Vorgegebener Text »
>>>
Das Licht wird angeschaltet. Der dunkle Raum bekommt Konturen. Wir befinden uns in einem Lager. Alles ist ausgekleidet mit Regalen aus denen Ikeatüten quellen. Sie sind gefüllt mit Anziehsachen.
Kornelia und Karolina, die zwei Protagonistinnen stehen vor uns. Sie sind Aktivistinnen aus Polen. Sie versuchen Flüchtlinge, die aus Belarus nach Polen über die Grenze fliehen wollen, mit Essen, Wasser, Klamotten und Medizin zu versorgen.
Doch die Lage ist kompliziert. Belarus benutzt die Flüchtlinge als Druckmittel gegen die EU und Polen. Polen sollte eigentlich humanitäre Hilfe leisten, schreibt sich aber eher den Grenzschutz auf die Fahnen. Sie lassen die Flüchtlinge hinter der Grenze ausharren. Auch bei Eiseskälte wird ihnen nicht geholfen. Dagegen zwingen die belarussischen Offiziere die Migranten über die Grenze. Es wird berichtet, dass sie den Migranten die Wahl zwischen dem Tod in Belarus und der Flucht nach Polen stellen.
<<<
Aufgabenstellung » Setze den Text über die Flüchtlingshilfe an der belarussisch-polnischen Grenze nach seinem letzten Satz fort. Das Material danach hat mit dem Text über die Flüchtlingshilfe an der belarussisch-polnischen Grenze nichts zu tun.

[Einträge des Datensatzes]
>>>
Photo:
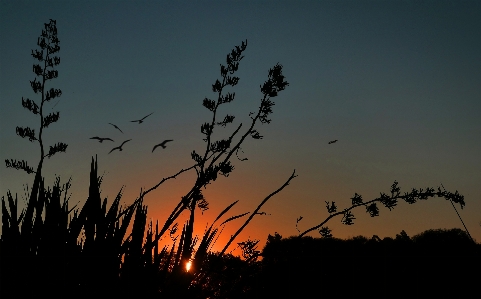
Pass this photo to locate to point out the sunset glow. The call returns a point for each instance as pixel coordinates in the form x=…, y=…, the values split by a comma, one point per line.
x=378, y=91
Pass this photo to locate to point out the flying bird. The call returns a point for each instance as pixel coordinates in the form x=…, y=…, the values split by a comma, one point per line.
x=141, y=120
x=116, y=127
x=119, y=147
x=100, y=139
x=161, y=144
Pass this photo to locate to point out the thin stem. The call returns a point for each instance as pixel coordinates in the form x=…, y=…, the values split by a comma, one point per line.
x=257, y=210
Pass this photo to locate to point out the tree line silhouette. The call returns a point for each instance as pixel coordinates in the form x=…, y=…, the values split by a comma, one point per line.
x=59, y=250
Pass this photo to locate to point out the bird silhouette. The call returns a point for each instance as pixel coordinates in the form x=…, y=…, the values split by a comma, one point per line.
x=119, y=147
x=141, y=120
x=161, y=144
x=116, y=127
x=100, y=139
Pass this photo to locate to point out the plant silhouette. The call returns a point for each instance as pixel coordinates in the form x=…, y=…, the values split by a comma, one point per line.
x=96, y=250
x=89, y=251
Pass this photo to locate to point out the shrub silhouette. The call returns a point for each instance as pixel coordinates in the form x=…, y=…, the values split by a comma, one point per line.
x=431, y=263
x=57, y=249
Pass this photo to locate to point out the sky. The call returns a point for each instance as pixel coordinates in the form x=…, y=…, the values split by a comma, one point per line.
x=397, y=83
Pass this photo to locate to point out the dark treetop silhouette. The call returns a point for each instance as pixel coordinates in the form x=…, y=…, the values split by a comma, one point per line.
x=100, y=139
x=116, y=127
x=141, y=120
x=119, y=147
x=161, y=144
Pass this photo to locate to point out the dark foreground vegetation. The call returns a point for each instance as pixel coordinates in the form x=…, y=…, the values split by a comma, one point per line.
x=51, y=249
x=89, y=252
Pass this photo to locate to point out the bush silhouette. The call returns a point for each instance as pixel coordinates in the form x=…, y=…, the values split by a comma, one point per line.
x=57, y=250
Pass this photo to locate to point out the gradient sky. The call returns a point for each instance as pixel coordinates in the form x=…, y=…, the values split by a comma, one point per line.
x=398, y=83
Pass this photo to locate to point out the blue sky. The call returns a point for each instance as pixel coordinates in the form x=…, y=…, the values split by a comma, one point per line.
x=396, y=82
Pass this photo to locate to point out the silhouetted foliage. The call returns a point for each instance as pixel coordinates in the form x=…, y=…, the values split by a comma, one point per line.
x=431, y=263
x=388, y=201
x=88, y=250
x=48, y=44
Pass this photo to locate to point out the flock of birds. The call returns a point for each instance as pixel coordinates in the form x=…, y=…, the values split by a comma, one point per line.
x=102, y=139
x=139, y=121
<<<
Antwort »
Die zwei Protagonistinnen im Film „Border Conversations“ gehören zu einer Gruppe, die die Migranten nicht hilflos in der Luft hägen lassen wollen. Sie wollen humanitäre Hilfe leisten. Der Film handelt von ihren Versuchen, mit Geflüchteten in Kontakt zu treten und sie zu versorgen.
Man erfährt durch eingeblendete Chatverläufe von ihren Versuchen zu den Flüchtlingen zu kommen und ihnen zu helfen. Diese sind sehr emotional, wie als auf die Frage: „Wie geht es euch?“ nur zurückkommt: „We are dying!“.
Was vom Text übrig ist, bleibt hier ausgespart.